[Rows from a pointing dataset]

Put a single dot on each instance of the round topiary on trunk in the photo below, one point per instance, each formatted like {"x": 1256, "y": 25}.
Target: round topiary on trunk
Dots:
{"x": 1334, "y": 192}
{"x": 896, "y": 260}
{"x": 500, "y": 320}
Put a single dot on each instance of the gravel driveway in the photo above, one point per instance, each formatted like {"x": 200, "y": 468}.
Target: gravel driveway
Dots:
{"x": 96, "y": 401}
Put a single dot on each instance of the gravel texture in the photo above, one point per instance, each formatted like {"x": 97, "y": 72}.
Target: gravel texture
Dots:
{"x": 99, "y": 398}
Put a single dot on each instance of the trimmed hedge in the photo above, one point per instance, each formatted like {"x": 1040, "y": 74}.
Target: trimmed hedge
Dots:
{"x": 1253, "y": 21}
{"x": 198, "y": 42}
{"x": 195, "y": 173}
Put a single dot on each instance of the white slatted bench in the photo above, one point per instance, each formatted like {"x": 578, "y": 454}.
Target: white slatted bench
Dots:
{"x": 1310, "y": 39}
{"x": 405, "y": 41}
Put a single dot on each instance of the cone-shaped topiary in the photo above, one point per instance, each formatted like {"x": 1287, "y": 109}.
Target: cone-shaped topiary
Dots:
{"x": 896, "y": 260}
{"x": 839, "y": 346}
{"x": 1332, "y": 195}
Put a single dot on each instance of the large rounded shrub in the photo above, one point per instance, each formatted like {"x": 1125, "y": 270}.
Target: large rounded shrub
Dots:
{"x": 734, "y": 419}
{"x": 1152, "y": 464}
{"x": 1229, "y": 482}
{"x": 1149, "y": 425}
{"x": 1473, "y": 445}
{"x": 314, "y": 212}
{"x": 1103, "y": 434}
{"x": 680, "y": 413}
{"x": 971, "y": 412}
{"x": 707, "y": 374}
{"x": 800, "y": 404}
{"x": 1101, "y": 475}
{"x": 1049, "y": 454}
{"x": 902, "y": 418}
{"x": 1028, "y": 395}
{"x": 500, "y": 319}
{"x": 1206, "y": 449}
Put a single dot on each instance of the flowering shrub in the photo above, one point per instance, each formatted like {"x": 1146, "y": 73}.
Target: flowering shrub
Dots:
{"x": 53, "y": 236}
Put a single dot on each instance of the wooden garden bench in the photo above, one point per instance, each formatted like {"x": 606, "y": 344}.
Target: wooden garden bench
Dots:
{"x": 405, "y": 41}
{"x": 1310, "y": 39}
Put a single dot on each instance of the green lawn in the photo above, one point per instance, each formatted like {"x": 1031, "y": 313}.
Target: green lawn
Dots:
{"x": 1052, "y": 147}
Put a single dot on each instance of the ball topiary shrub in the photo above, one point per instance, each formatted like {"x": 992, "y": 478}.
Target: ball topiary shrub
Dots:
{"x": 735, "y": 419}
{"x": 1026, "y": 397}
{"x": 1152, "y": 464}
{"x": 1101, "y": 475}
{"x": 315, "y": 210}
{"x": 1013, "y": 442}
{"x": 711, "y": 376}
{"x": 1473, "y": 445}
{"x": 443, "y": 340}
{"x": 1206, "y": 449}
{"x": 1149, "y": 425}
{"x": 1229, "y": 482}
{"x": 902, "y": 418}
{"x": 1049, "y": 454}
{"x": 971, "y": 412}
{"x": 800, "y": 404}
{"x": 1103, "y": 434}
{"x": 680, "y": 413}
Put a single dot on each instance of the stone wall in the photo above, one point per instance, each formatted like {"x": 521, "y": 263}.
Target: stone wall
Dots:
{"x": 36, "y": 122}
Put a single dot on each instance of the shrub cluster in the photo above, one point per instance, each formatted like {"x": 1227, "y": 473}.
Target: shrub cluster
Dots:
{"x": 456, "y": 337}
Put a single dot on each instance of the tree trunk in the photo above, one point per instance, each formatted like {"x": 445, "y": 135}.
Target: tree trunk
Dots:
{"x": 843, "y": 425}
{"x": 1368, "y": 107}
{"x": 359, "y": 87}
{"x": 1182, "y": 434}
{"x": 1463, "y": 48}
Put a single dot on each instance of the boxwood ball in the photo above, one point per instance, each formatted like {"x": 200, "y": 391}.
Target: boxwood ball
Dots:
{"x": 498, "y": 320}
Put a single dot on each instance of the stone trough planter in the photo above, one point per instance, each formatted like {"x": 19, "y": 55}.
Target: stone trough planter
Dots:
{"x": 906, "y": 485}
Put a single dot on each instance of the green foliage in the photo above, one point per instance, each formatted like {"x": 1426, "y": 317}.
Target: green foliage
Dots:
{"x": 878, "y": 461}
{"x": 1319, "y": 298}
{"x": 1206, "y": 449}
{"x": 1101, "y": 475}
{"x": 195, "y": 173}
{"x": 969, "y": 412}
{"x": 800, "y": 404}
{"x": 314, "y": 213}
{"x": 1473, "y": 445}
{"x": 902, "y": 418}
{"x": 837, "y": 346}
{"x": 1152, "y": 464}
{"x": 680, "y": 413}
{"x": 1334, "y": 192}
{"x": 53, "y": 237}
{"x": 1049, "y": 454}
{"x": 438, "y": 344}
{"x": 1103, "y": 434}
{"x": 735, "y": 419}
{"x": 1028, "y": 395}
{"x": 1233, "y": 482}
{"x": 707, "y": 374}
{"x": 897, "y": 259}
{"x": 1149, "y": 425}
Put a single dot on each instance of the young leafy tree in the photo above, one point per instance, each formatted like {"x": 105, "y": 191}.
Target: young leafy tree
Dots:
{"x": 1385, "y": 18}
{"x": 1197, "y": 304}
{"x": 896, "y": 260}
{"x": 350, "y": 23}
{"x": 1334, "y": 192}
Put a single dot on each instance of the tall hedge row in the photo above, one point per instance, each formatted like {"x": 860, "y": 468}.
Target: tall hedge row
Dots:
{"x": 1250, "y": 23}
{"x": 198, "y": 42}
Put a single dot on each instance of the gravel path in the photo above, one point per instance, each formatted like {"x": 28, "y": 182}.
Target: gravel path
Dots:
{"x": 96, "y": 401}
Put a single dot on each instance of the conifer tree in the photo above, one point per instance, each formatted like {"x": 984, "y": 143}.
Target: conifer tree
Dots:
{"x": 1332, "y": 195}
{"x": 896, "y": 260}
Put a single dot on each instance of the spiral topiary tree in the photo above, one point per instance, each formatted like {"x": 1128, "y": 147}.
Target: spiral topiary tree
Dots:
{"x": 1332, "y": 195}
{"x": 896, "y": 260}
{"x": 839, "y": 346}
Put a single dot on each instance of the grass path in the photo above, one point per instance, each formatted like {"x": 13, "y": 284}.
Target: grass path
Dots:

→ **Directive**
Give all the records again. Match them exactly.

→ **Task response**
Put a single dot on each instance of the round topiary on trunk in the photo below, one point per instance, each formatted like {"x": 1256, "y": 25}.
Target: round topiary on trunk
Dots:
{"x": 1334, "y": 192}
{"x": 896, "y": 260}
{"x": 500, "y": 320}
Put a single dot on each instance of the gravel driveway in the photo above, one point per instance, each formatted like {"x": 200, "y": 468}.
Target: gravel driveway
Dots:
{"x": 96, "y": 401}
Put a single dot on each instance of the gravel texture in the photo above, one point per instance, each formatted like {"x": 97, "y": 72}.
Target: gravel texture
Dots:
{"x": 99, "y": 398}
Put a single dot on each instance of the trimmed hedge in the photo above, one point per instance, each formatted like {"x": 1040, "y": 74}.
Target: trimmed hedge
Dots:
{"x": 1253, "y": 21}
{"x": 198, "y": 42}
{"x": 195, "y": 173}
Put a single dot on each instance of the white slatted bench in the photo above, one point per instance, each formatted like {"x": 578, "y": 454}.
Target: white slatted bench
Dots:
{"x": 1310, "y": 39}
{"x": 405, "y": 41}
Put a single dot on each instance of the cone-shaped topiary in the photo above, one point per instance, each formatted like {"x": 1287, "y": 109}.
Target: cone-shaped topiary
Dots:
{"x": 896, "y": 260}
{"x": 839, "y": 346}
{"x": 1332, "y": 195}
Put a single dot on each instance of the large rounded shrub in the photo above, one point per instance, each formatted like {"x": 1125, "y": 270}.
Target: large rounded shrub
Dots:
{"x": 734, "y": 419}
{"x": 1152, "y": 464}
{"x": 1229, "y": 482}
{"x": 1149, "y": 425}
{"x": 1473, "y": 445}
{"x": 314, "y": 212}
{"x": 1103, "y": 434}
{"x": 680, "y": 413}
{"x": 971, "y": 412}
{"x": 707, "y": 374}
{"x": 800, "y": 404}
{"x": 1101, "y": 475}
{"x": 1049, "y": 454}
{"x": 902, "y": 418}
{"x": 1028, "y": 395}
{"x": 500, "y": 319}
{"x": 1206, "y": 449}
Put a single dot on each instance of the flowering shrub in the photo above, one point per instance, each formatted like {"x": 1146, "y": 73}.
Target: flowering shrub
Dots:
{"x": 53, "y": 236}
Put a single dot on each instance of the wooden garden bench in the photo above, one point per instance, each formatted like {"x": 606, "y": 344}.
Target: wooden garden bench
Dots:
{"x": 405, "y": 41}
{"x": 1310, "y": 39}
Put a single dot on each instance of the green lawn in the photo above, one point per instance, each formatted like {"x": 1031, "y": 313}.
Target: green lawn
Dots:
{"x": 1052, "y": 147}
Put a single dot on each instance of the ball topiary shrub in the photo above, one point per instance, each formatted like {"x": 992, "y": 478}.
Target: ball topiary shrub
Dots:
{"x": 735, "y": 419}
{"x": 1026, "y": 397}
{"x": 1152, "y": 464}
{"x": 1101, "y": 475}
{"x": 315, "y": 210}
{"x": 1013, "y": 442}
{"x": 711, "y": 376}
{"x": 1473, "y": 445}
{"x": 443, "y": 340}
{"x": 1206, "y": 449}
{"x": 1149, "y": 425}
{"x": 1229, "y": 482}
{"x": 902, "y": 418}
{"x": 1049, "y": 454}
{"x": 971, "y": 412}
{"x": 800, "y": 404}
{"x": 1103, "y": 434}
{"x": 680, "y": 413}
Put a single dot on each instance of the stone wall in the photo above, one point per instance, each formatted like {"x": 521, "y": 263}.
Target: stone wall
Dots:
{"x": 36, "y": 122}
Put a single dot on each instance of the shrub cluster in the photo above, one point per instance, each formatted like {"x": 1227, "y": 473}.
Target: shrub cluster
Dots:
{"x": 456, "y": 337}
Put a single dot on each instance of the tree trunk in the photo above, one point per instance, each formatted like {"x": 445, "y": 135}.
Target: tree trunk
Dots:
{"x": 843, "y": 425}
{"x": 1368, "y": 107}
{"x": 359, "y": 87}
{"x": 1182, "y": 434}
{"x": 1463, "y": 48}
Put a single dot on each instance of the boxwood ball in the photo above, one point per instance, each formatted like {"x": 200, "y": 391}.
Target: boxwood ball
Dots:
{"x": 498, "y": 320}
Put a single dot on each instance of the stone trough planter in the photo above, one point per instance, each formatted like {"x": 19, "y": 55}.
Target: stone trough planter
Dots:
{"x": 906, "y": 485}
Put a single dot on each instance of the green foliage in the photo above, one point per instance, each formatted like {"x": 1426, "y": 317}.
Target: green foliage
Dots:
{"x": 878, "y": 461}
{"x": 1319, "y": 298}
{"x": 1206, "y": 449}
{"x": 1101, "y": 475}
{"x": 195, "y": 173}
{"x": 969, "y": 412}
{"x": 800, "y": 404}
{"x": 314, "y": 213}
{"x": 1473, "y": 445}
{"x": 902, "y": 418}
{"x": 837, "y": 346}
{"x": 1152, "y": 464}
{"x": 680, "y": 413}
{"x": 1334, "y": 192}
{"x": 53, "y": 237}
{"x": 1049, "y": 454}
{"x": 438, "y": 344}
{"x": 1103, "y": 434}
{"x": 735, "y": 419}
{"x": 1028, "y": 395}
{"x": 1233, "y": 482}
{"x": 707, "y": 374}
{"x": 897, "y": 259}
{"x": 1149, "y": 425}
Put a single dot on each instance of the young leafy tree in the photo above, one point per instance, each formatted like {"x": 105, "y": 191}.
Target: young leafy tree
Dots:
{"x": 1385, "y": 18}
{"x": 1197, "y": 304}
{"x": 896, "y": 260}
{"x": 350, "y": 23}
{"x": 1334, "y": 192}
Put a single dot on each instance of the tall hedge row in the photo above, one point per instance, each formatted like {"x": 860, "y": 468}.
Target: tall hedge row
Dots:
{"x": 1250, "y": 23}
{"x": 198, "y": 42}
Put a single dot on each instance of the gravel path in the photo above, one point per instance, each formatted like {"x": 28, "y": 182}.
Target: gravel path
Dots:
{"x": 96, "y": 401}
Put a single dot on each instance of the conifer tree in the photo above, one point per instance, each formatted like {"x": 984, "y": 143}.
Target: conifer tree
Dots:
{"x": 1332, "y": 195}
{"x": 896, "y": 260}
Put a single dot on each instance of the spiral topiary tree in the photo above, one point per instance, each formatted like {"x": 1128, "y": 147}.
Target: spiral topiary tree
Dots:
{"x": 1332, "y": 195}
{"x": 896, "y": 260}
{"x": 839, "y": 346}
Put a single dot on each instance of the grass path in the photo above, one point per instance, each formatted like {"x": 13, "y": 284}.
Target: grass path
Dots:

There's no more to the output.